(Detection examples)
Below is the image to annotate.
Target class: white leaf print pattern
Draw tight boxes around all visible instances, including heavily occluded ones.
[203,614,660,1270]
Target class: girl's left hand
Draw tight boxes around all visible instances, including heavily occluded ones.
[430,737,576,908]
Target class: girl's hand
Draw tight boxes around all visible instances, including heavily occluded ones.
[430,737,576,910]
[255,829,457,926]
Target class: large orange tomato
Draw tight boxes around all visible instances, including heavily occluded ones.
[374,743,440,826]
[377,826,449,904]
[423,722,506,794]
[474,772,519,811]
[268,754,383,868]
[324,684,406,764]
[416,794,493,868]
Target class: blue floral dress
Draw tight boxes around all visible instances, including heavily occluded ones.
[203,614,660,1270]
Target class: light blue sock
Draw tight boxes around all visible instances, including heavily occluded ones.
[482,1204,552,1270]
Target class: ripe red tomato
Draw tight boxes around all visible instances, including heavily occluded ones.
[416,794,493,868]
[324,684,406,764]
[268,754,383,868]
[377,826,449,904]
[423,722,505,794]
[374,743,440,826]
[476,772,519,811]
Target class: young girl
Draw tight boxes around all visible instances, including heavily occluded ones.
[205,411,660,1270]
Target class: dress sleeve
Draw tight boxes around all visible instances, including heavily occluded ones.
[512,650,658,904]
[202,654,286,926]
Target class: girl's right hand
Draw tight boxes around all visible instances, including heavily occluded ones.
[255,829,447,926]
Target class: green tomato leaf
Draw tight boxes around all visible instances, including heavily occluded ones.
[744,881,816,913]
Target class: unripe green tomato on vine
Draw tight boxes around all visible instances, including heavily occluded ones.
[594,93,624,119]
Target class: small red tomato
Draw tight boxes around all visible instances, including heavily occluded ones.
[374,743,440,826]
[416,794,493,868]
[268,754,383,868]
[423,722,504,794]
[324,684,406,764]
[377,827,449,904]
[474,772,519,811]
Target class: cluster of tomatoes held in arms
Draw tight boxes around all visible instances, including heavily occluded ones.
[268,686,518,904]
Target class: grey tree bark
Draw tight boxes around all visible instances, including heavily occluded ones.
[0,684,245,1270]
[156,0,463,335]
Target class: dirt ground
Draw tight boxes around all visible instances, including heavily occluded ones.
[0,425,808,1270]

## Written exercise
Copy the data exactly, beginning at the line that contains "Target class: grey tree bark" and ending after the last line of the data, both ends included.

## Task response
Target class: grey tree bark
Draw tight boxes around all visible instances, including heavily occluded ones.
[0,684,245,1270]
[156,0,463,335]
Target class: dirt ground
Draw tight boxes around all visible instances, including heavily occluded ones.
[0,425,808,1270]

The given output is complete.